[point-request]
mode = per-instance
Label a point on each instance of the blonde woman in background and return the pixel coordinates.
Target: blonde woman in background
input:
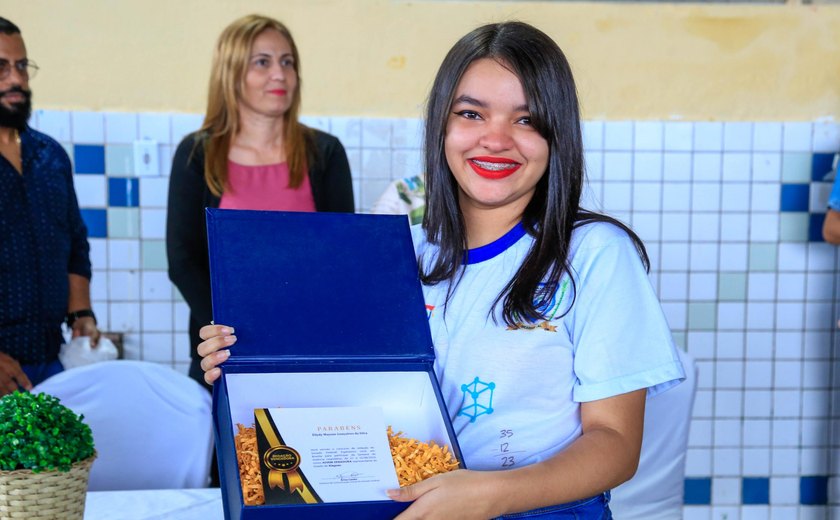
* * * * *
Repeat these lines word for word, leaving out the picture.

[point-request]
mode = per-instance
Label a point on each instance of the blonde woman in background and return the pixel coordinates.
Target: blonde woman in background
input:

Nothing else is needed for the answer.